■ **TO DO**: Count the lines in the entries below that contain the string "banner", and reply with the number only.

Point annotation entries:

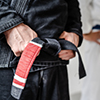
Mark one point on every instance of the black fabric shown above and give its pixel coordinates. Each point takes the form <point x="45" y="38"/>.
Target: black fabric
<point x="50" y="84"/>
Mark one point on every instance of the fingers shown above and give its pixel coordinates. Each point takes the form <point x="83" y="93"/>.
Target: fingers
<point x="66" y="54"/>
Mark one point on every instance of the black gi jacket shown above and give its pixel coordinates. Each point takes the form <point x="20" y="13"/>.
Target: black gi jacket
<point x="49" y="18"/>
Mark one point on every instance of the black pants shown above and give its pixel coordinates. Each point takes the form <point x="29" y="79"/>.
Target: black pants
<point x="48" y="84"/>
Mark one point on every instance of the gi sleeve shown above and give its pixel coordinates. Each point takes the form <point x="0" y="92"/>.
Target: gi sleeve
<point x="8" y="17"/>
<point x="86" y="6"/>
<point x="74" y="19"/>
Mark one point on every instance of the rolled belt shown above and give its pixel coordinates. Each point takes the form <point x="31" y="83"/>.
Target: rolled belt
<point x="29" y="55"/>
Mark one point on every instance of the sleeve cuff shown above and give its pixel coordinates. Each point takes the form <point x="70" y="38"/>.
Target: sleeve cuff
<point x="10" y="24"/>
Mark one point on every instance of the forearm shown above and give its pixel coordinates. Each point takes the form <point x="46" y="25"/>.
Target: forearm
<point x="74" y="19"/>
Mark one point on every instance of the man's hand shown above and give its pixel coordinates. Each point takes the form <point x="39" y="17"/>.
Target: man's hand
<point x="72" y="37"/>
<point x="18" y="38"/>
<point x="93" y="36"/>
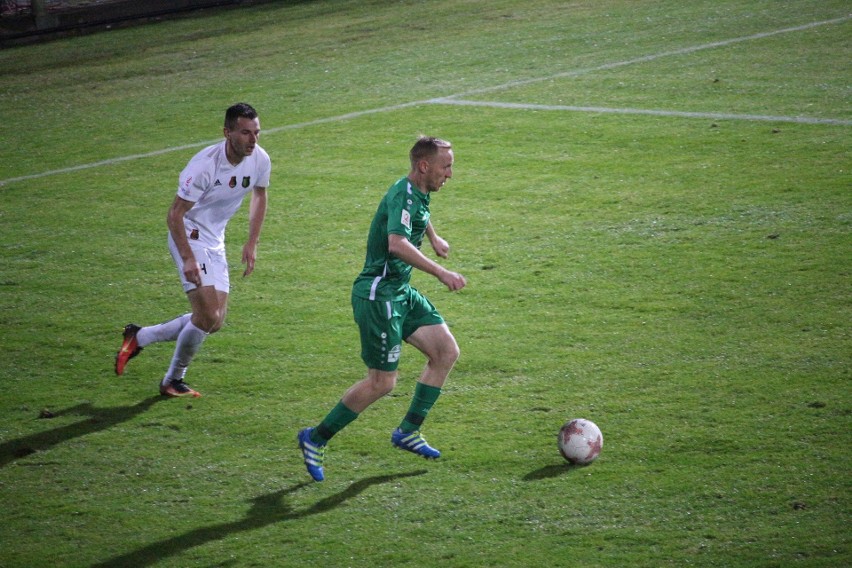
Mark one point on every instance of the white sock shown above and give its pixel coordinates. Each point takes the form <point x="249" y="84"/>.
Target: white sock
<point x="188" y="342"/>
<point x="166" y="331"/>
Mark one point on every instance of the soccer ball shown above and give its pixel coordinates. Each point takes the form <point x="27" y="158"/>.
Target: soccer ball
<point x="580" y="441"/>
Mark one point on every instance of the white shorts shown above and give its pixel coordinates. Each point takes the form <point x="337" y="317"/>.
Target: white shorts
<point x="214" y="266"/>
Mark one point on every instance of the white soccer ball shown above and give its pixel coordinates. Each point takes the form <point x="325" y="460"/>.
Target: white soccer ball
<point x="580" y="441"/>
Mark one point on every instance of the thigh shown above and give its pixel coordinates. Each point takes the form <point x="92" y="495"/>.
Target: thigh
<point x="420" y="313"/>
<point x="213" y="263"/>
<point x="380" y="327"/>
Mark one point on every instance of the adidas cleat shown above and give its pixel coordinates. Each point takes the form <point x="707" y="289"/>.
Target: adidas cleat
<point x="178" y="389"/>
<point x="312" y="454"/>
<point x="415" y="443"/>
<point x="129" y="348"/>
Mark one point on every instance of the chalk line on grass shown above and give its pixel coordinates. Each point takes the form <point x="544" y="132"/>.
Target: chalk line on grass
<point x="457" y="100"/>
<point x="670" y="113"/>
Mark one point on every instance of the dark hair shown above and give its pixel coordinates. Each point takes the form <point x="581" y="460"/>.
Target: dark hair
<point x="236" y="111"/>
<point x="426" y="147"/>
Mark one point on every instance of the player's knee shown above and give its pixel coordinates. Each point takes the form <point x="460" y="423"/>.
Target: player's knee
<point x="448" y="353"/>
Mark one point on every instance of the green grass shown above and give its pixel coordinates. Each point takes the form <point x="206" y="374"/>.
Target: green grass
<point x="682" y="281"/>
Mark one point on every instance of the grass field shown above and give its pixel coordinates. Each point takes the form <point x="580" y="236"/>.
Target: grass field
<point x="652" y="207"/>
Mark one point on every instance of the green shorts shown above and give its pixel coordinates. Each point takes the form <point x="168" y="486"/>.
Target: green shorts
<point x="384" y="325"/>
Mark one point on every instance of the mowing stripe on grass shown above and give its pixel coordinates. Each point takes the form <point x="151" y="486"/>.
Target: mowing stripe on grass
<point x="454" y="99"/>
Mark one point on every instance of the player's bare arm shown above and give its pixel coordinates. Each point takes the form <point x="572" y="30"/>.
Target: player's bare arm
<point x="257" y="213"/>
<point x="401" y="248"/>
<point x="179" y="208"/>
<point x="441" y="247"/>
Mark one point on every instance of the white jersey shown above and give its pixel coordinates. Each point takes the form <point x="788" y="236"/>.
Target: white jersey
<point x="217" y="188"/>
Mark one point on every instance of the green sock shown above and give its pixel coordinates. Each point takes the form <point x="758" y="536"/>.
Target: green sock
<point x="336" y="420"/>
<point x="424" y="399"/>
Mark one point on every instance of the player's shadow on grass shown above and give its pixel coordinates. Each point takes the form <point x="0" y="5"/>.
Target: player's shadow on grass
<point x="97" y="419"/>
<point x="266" y="510"/>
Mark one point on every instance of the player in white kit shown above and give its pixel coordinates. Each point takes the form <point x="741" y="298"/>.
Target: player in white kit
<point x="210" y="191"/>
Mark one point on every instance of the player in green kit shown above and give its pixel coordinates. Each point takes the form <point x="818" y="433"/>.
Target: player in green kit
<point x="389" y="311"/>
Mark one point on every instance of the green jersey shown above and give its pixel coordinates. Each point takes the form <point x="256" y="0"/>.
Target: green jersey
<point x="404" y="210"/>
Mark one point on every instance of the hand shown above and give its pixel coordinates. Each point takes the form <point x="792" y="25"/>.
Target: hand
<point x="442" y="247"/>
<point x="192" y="272"/>
<point x="452" y="280"/>
<point x="249" y="256"/>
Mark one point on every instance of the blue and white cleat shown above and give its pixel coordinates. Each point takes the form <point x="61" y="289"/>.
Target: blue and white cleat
<point x="312" y="454"/>
<point x="415" y="443"/>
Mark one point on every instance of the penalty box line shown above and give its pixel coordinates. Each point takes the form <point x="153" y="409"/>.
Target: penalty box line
<point x="440" y="100"/>
<point x="666" y="113"/>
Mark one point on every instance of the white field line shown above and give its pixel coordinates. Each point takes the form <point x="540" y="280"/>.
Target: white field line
<point x="671" y="113"/>
<point x="453" y="99"/>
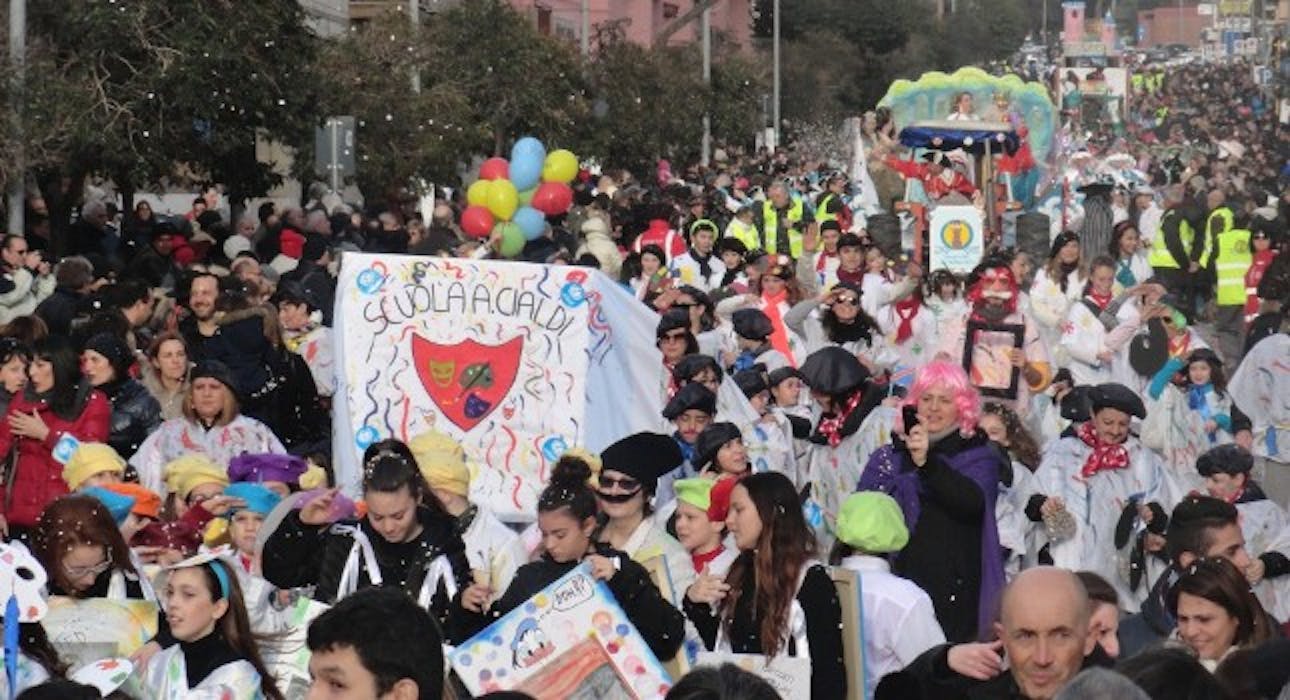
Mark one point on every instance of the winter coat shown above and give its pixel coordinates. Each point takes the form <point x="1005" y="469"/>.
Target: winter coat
<point x="39" y="477"/>
<point x="136" y="414"/>
<point x="948" y="504"/>
<point x="661" y="625"/>
<point x="299" y="554"/>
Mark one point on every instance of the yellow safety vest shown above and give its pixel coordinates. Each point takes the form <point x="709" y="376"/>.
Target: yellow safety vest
<point x="1231" y="262"/>
<point x="1160" y="255"/>
<point x="744" y="233"/>
<point x="770" y="224"/>
<point x="822" y="210"/>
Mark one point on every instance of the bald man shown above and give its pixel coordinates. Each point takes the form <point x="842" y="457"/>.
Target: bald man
<point x="1042" y="633"/>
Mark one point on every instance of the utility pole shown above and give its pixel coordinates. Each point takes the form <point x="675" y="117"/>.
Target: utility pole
<point x="414" y="16"/>
<point x="774" y="108"/>
<point x="17" y="77"/>
<point x="706" y="27"/>
<point x="586" y="30"/>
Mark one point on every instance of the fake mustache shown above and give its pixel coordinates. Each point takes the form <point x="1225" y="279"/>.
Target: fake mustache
<point x="617" y="498"/>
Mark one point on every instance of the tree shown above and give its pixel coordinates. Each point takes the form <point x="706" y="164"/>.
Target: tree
<point x="400" y="136"/>
<point x="179" y="90"/>
<point x="515" y="79"/>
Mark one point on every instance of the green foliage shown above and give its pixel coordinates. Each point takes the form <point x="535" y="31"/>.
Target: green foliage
<point x="182" y="89"/>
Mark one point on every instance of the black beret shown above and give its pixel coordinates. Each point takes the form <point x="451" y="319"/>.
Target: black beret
<point x="711" y="440"/>
<point x="644" y="456"/>
<point x="835" y="371"/>
<point x="752" y="324"/>
<point x="692" y="396"/>
<point x="1117" y="396"/>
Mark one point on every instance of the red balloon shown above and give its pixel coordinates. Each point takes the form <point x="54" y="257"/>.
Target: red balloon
<point x="496" y="169"/>
<point x="477" y="222"/>
<point x="552" y="199"/>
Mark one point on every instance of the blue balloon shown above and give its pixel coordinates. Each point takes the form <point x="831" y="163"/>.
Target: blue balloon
<point x="532" y="223"/>
<point x="526" y="160"/>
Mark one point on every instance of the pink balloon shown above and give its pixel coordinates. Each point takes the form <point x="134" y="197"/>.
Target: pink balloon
<point x="552" y="197"/>
<point x="477" y="222"/>
<point x="496" y="169"/>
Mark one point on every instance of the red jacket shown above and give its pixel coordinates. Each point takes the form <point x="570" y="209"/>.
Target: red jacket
<point x="40" y="476"/>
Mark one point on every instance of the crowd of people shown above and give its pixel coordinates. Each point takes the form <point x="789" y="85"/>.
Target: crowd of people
<point x="1058" y="476"/>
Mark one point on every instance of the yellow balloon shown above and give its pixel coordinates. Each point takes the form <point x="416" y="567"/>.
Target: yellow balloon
<point x="477" y="192"/>
<point x="560" y="166"/>
<point x="502" y="199"/>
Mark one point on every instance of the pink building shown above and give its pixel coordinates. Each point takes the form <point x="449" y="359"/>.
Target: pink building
<point x="1171" y="25"/>
<point x="643" y="18"/>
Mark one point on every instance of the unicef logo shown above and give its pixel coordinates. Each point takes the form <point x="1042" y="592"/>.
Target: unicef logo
<point x="956" y="235"/>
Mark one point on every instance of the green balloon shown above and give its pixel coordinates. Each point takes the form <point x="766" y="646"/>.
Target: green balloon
<point x="512" y="239"/>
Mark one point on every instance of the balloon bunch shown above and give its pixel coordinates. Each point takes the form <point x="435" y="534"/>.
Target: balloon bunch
<point x="514" y="199"/>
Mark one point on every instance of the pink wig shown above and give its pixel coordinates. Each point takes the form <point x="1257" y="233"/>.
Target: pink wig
<point x="947" y="375"/>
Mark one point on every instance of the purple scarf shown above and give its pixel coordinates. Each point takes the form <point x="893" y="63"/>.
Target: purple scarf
<point x="885" y="472"/>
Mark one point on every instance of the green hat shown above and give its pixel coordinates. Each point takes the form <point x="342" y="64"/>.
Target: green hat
<point x="872" y="522"/>
<point x="695" y="491"/>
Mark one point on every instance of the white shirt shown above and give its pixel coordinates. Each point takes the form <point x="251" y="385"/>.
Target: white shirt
<point x="899" y="622"/>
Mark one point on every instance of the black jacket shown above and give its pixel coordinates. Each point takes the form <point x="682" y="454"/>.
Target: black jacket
<point x="823" y="612"/>
<point x="136" y="414"/>
<point x="299" y="554"/>
<point x="661" y="625"/>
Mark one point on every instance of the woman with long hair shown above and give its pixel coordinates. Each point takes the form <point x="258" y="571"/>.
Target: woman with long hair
<point x="1215" y="611"/>
<point x="778" y="600"/>
<point x="56" y="409"/>
<point x="216" y="652"/>
<point x="405" y="539"/>
<point x="946" y="476"/>
<point x="1057" y="285"/>
<point x="566" y="518"/>
<point x="836" y="319"/>
<point x="212" y="424"/>
<point x="165" y="374"/>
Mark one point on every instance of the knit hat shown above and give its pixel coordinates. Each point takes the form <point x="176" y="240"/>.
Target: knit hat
<point x="147" y="504"/>
<point x="258" y="499"/>
<point x="872" y="522"/>
<point x="707" y="495"/>
<point x="752" y="324"/>
<point x="217" y="370"/>
<point x="190" y="471"/>
<point x="119" y="505"/>
<point x="266" y="467"/>
<point x="115" y="350"/>
<point x="89" y="459"/>
<point x="443" y="462"/>
<point x="692" y="396"/>
<point x="644" y="456"/>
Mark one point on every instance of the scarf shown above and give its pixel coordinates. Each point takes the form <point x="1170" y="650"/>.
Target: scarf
<point x="704" y="264"/>
<point x="1104" y="455"/>
<point x="1101" y="301"/>
<point x="832" y="427"/>
<point x="779" y="337"/>
<point x="853" y="277"/>
<point x="1125" y="276"/>
<point x="906" y="310"/>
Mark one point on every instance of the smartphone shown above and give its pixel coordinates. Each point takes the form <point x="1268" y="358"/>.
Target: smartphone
<point x="910" y="418"/>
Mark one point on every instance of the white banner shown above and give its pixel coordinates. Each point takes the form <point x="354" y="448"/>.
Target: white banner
<point x="956" y="239"/>
<point x="510" y="359"/>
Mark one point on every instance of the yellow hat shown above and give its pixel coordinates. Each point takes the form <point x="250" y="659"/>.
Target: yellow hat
<point x="89" y="459"/>
<point x="872" y="522"/>
<point x="443" y="462"/>
<point x="190" y="471"/>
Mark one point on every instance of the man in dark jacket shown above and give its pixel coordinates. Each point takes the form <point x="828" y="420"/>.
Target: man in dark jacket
<point x="1042" y="631"/>
<point x="1200" y="526"/>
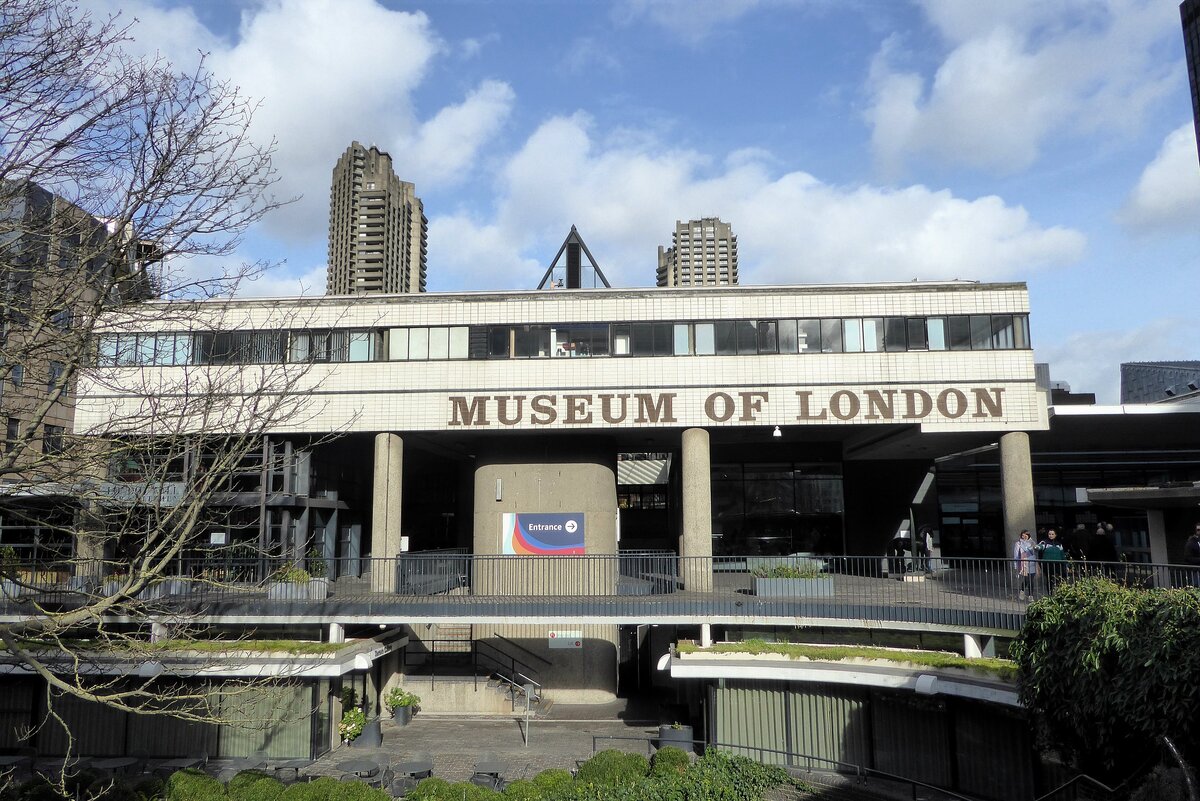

■ **COMPLETE OUTPUT**: 2